Trecho do documento:
Esse processo intensifica a solidão. Estar no mundo sem participar do imaturo entusiasmo coletivo é uma forma de exílio social. O sujeito começa a se sentir estrangeiro entre os próprios amigos. Participa de encontros, mas não se envolve. Ouve as conversas, mas não vibra com os mesmos assuntos. Sente-se em outro ritmo, em outra dimensão.

Essa solidão é dolorosa, mas também é o berço da autonomia. É nela que nasce a liberdade de não depender mais das motivações socialmente implantadas. É nela que o ser começa a escutar algo mais sutil, mais silencioso, que não se revela no barulho das distrações.

O Martírio dos Fins de Semana

Durante a semana, o peso das obrigações (trabalho, contas, compromissos) funciona como uma espécie de anestesia automática. A rotina dá uma sensação de ocupação, e mesmo que nada tenha sentido verdadeiro, o tempo passa envolto em tarefas obrigatórias. Mas quando chega o fim de semana — esse território socialmente vendido como “tempo de liberdade”, “tempo de lazer”, “tempo de viver de verdade” — a farsa se mostra nua.

O sujeito em processo de descondicionamento, percebe que o sábado e o domingo não trazem consigo nenhum frescor real. Pelo contrário, eles acentuam o vazio. Enquanto todos correm para restaurantes, viagens curtas, compras, baladas, churrascos ou esportes radicais, quem já atravessou a queda das ilusões vê apenas repetições. É como se todo o mundo se organizasse para fugir do silêncio, enquanto dentro de si o silêncio de sentido real, se torna inevitável.

Essa diferença é brutal:

  • Para o condicionado, o fim de semana é promessa de alívio e prazer.
  • Para o que já viu a engrenagem, o fim de semana é o espelho mais claro da ausência de sentido real.

É nesses dias que a solidão costuma se intensificar. A pessoa olha em volta e sente-se como estrangeira em um carnaval coletivo. O contraste dói: todos parecem “felizes”, mas essa felicidade soa ensaiada, comprada, forçada. Ao mesmo tempo, o sujeito sente a impotência de não conseguir mais se inserir de maneira genuína nesse jogo.

Esse “vazio de fim de semana” é pedagógico. Ele ensina, com uma clareza quase cruel, que o real não está nos intervalos programados do sistema. Ele não surge porque se parou de trabalhar ou porque se comprou algum lazer. O real não obedece ao calendário da sociedade. O real nasce onde o condicionamento morre — e isso pode acontecer numa segunda de madrugada ou num domingo à tarde.

O Fogo do Não-Saber

No coração desse processo está o não-saber. O sujeito não sabe mais o que deseja, não sabe mais o que o move, não sabe mais o que deve fazer com o dia que se apresenta. Esse não-saber é fogo. Ele queima as certezas, queima os antigos caminhos, queima a própria ideia de direção.

É preciso coragem para permanecer nesse fogo sem buscar saídas prematuras ou por antigas narcotizações. O não-saber, se aceito, transforma-se em abertura. O ser começa a viver não como quem controla o rumo, mas como quem se deixa ser levado pelo vento do real.

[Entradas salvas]
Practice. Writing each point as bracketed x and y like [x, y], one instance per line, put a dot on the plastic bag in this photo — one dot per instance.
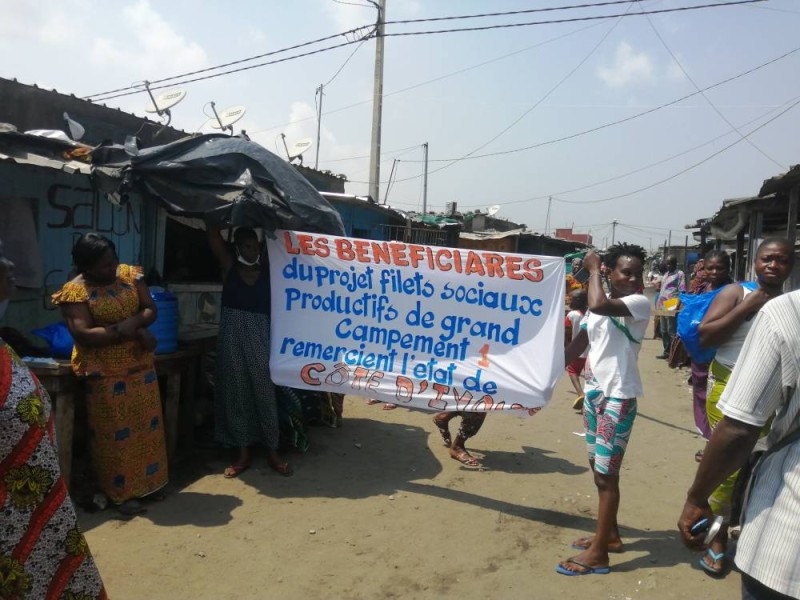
[692, 313]
[58, 339]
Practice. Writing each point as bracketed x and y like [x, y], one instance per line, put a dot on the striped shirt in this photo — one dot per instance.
[764, 383]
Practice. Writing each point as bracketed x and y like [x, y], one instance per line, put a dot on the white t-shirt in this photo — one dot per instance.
[765, 385]
[728, 352]
[612, 356]
[575, 317]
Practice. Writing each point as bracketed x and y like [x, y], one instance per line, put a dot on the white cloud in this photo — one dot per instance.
[629, 67]
[45, 22]
[156, 49]
[674, 72]
[350, 16]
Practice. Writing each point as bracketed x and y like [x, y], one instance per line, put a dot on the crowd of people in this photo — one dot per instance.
[749, 391]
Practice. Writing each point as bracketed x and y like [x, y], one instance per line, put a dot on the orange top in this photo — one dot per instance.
[108, 305]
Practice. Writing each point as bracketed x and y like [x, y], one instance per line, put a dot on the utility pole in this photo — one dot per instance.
[377, 105]
[425, 180]
[320, 93]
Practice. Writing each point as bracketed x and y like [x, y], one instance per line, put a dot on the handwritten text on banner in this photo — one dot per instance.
[425, 326]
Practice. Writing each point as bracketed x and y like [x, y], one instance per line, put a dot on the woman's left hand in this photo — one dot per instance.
[591, 262]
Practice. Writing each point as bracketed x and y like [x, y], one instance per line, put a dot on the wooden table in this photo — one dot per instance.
[180, 370]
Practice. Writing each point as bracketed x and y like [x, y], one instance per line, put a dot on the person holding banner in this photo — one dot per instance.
[471, 423]
[246, 406]
[612, 329]
[577, 305]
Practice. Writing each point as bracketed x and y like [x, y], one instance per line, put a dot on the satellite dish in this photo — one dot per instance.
[165, 100]
[298, 148]
[76, 130]
[227, 117]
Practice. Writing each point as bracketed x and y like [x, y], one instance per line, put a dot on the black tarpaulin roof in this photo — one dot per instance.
[219, 177]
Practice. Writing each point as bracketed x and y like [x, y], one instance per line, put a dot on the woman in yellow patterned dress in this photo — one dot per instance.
[43, 553]
[107, 308]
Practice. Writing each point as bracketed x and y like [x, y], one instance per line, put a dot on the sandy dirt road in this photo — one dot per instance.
[377, 509]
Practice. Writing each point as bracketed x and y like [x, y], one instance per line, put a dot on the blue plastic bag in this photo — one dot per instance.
[692, 313]
[58, 339]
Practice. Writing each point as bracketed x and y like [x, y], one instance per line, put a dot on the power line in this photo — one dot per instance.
[687, 169]
[513, 12]
[549, 92]
[352, 54]
[620, 121]
[647, 166]
[574, 19]
[707, 99]
[662, 161]
[302, 45]
[435, 79]
[536, 104]
[370, 33]
[383, 153]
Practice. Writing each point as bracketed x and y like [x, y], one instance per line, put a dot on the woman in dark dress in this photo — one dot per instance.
[245, 398]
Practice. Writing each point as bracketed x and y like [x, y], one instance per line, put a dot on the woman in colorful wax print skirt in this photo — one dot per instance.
[725, 326]
[43, 553]
[107, 308]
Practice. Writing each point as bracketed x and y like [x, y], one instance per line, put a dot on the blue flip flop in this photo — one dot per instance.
[711, 570]
[585, 569]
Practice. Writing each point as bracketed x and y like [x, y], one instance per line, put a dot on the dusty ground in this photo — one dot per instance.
[377, 509]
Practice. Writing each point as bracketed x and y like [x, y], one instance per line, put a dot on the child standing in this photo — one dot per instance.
[612, 329]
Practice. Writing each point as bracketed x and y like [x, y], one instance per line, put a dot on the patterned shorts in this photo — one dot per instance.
[608, 423]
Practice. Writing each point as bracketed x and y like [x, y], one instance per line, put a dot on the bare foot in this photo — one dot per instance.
[464, 457]
[444, 431]
[585, 560]
[614, 545]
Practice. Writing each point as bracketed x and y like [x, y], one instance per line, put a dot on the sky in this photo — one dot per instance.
[525, 118]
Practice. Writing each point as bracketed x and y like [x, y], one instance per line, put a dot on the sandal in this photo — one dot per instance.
[130, 508]
[584, 543]
[444, 431]
[235, 470]
[466, 459]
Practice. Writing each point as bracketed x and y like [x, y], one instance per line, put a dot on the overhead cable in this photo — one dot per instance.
[707, 99]
[536, 104]
[647, 166]
[154, 86]
[682, 171]
[440, 78]
[620, 121]
[575, 19]
[514, 12]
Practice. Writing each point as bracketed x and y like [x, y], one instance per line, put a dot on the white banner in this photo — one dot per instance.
[425, 326]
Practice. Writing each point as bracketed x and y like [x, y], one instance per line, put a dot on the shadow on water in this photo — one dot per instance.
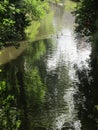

Instrução: Continue o trecho sobre o descondicionamento a partir da última frase apresentada. Os registros foram tirados de outra fonte.

Resultado da tarefa:
O Nascer de uma Nova Motivação

Aos poucos, algo novo começa a se insinuar. Não vem como grande revelação, mas como pequenos lampejos. Um gesto simples, feito sem interesse, traz uma sensação de presença viva. Um olhar para o céu, sem esperar nada, torna-se alimento. Um silêncio profundo, antes insuportável, passa a ser descanso.

Esse novo mover não é fabricado. Ele não vem do cálculo, nem da carência, nem da expectativa. É espontâneo. É vida se movendo por si. Essa motivação não depende de resultados, não se apoia em conquistas, não precisa de aplauso. Ela é autossuficiente porque nasce da fonte e não do vazio da falta.

O Vazio como Etapa, não como Fim

A falta de direcionamento cotidiano e a perda de interesse pelas motivações socialmente implantadas, não são o fim da vida, mas o início de uma nova vida. São a travessia necessária para que a existência deixe de ser teatro mesmerizado e se torne expressão do real.

É preciso suportar o tédio, a solidão, a ausência de metas. É preciso aceitar o cotidiano sem brilho, o dia sem roteiro, o agir sem entusiasmo. Nesse chão árido, o falso se desfaz e o verdadeiro prepara sua chegada.

O processo de descondicionamento não é apenas libertação dos grilhões externos, mas também a morte das motivações internas herdadas. Essa morte é dolorosa porque nos deixa sem direção. Mas é somente nesse hiato que o real pode nascer.

O vazio não é falência — é purificação. O tédio não é castigo — é preparação. A ausência de motivação não é derrota — é espaço para que a vida, em sua essência, finalmente se mova sem máscaras e sem forçosos enredos.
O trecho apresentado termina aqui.